Starting from the line that contains "# point at: bottlenose", reproduce each line exactly through the end of the material, and include no other lines.

** start of DATA PROVIDED **

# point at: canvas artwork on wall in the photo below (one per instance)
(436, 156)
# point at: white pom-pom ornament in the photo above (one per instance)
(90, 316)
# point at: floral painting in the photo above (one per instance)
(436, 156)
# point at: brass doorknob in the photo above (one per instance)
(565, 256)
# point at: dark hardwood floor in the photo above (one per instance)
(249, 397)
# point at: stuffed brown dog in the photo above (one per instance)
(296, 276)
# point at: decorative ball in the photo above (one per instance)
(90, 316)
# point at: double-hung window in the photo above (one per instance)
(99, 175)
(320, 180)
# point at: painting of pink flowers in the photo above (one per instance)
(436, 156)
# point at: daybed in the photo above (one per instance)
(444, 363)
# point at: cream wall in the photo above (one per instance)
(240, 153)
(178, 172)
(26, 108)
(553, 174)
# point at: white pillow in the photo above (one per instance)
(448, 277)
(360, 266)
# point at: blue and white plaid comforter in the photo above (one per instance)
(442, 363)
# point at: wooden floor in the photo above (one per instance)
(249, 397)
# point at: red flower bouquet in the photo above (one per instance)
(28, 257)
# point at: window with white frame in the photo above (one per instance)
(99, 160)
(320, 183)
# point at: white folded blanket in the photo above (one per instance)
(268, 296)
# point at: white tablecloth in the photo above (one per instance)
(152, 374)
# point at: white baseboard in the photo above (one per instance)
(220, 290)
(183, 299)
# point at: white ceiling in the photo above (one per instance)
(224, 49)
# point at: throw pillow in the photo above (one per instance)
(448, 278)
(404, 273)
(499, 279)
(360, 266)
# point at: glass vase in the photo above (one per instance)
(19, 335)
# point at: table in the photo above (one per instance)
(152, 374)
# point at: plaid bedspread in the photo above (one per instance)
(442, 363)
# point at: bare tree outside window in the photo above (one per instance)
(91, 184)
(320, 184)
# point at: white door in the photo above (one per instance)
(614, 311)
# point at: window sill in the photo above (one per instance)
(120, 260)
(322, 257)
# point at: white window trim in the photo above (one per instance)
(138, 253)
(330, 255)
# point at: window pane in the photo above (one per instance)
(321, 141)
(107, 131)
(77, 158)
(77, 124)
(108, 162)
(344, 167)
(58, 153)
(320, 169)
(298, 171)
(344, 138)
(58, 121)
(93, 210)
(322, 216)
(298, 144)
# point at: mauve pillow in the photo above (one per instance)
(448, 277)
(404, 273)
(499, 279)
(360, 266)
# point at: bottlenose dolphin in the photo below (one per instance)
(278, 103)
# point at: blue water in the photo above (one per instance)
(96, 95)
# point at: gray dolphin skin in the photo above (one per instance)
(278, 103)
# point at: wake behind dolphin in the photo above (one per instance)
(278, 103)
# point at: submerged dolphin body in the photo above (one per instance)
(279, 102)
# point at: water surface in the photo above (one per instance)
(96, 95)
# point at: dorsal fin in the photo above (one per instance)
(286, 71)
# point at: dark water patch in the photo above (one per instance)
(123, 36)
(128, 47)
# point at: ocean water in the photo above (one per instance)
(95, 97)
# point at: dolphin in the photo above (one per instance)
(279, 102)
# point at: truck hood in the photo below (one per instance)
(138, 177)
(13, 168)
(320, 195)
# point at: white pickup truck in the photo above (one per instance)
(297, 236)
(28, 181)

** end of DATA PROVIDED **

RESPONSE TO THE TASK
# point at: bottlenose dolphin in the photo below (one per instance)
(278, 103)
# point at: blue water in the photo above (one per instance)
(96, 95)
# point at: gray dolphin skin in the photo above (one per instance)
(278, 103)
# point at: wake behind dolphin in the photo above (one per instance)
(278, 103)
# point at: submerged dolphin body in the photo above (one per instance)
(279, 102)
# point at: water surface in the photo above (one per instance)
(96, 95)
# point at: dorsal fin in the photo above (one per instance)
(286, 71)
# point at: dark water patch in the photo above (one per instance)
(123, 36)
(128, 47)
# point at: ocean water in the photo above (one per instance)
(95, 97)
# point at: dolphin in the photo above (one per instance)
(279, 102)
# point at: truck hood in the photo below (one per instance)
(138, 177)
(13, 168)
(320, 195)
# point at: white pickup truck in the photo above (one per instance)
(297, 236)
(28, 181)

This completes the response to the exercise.